= WHAT YOU ARE ASKED TO DO =
Format the lines of the data below as a numbered list, starting with the line that contains "Where can you spot the dark" and going on through the end of the data, with blank lines left out. Leave the pictures out of your answer.

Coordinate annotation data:
# # # # # # #

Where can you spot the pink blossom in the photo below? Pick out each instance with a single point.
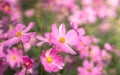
(14, 57)
(43, 40)
(19, 33)
(51, 61)
(5, 7)
(29, 12)
(30, 43)
(89, 69)
(62, 39)
(108, 47)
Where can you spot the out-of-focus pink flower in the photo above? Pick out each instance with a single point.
(83, 52)
(113, 3)
(5, 7)
(27, 62)
(19, 33)
(104, 27)
(14, 58)
(65, 3)
(43, 40)
(29, 13)
(87, 2)
(68, 59)
(77, 17)
(62, 40)
(106, 57)
(3, 68)
(108, 47)
(30, 43)
(51, 61)
(95, 54)
(89, 69)
(90, 14)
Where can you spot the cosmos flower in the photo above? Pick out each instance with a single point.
(51, 61)
(63, 40)
(89, 69)
(14, 57)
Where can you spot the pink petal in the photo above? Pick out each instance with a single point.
(62, 30)
(71, 37)
(29, 27)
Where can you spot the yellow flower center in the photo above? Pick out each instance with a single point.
(26, 63)
(18, 34)
(14, 57)
(89, 70)
(62, 40)
(92, 53)
(6, 8)
(10, 27)
(49, 59)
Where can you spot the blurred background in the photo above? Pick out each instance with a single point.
(99, 18)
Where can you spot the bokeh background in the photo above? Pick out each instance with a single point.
(104, 29)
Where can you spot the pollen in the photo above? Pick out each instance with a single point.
(18, 34)
(49, 59)
(62, 40)
(14, 57)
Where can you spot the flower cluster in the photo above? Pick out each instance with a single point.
(64, 46)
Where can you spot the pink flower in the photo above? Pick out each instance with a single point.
(30, 43)
(19, 33)
(43, 40)
(108, 47)
(14, 57)
(27, 62)
(95, 54)
(29, 12)
(51, 61)
(5, 7)
(62, 39)
(89, 69)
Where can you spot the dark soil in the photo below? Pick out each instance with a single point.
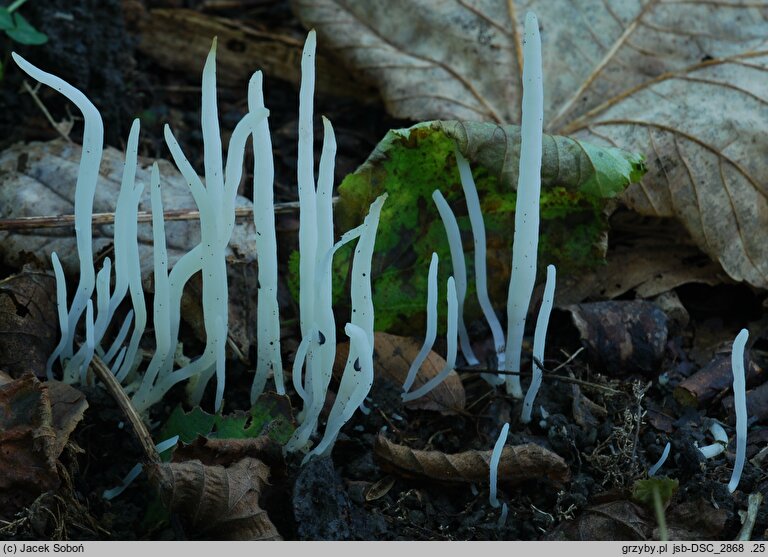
(607, 452)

# # # # # # #

= RESULT OF THIS TASK =
1. Where can you spot the dark soil in the photo below? Pick out each instance with a single point.
2. (607, 452)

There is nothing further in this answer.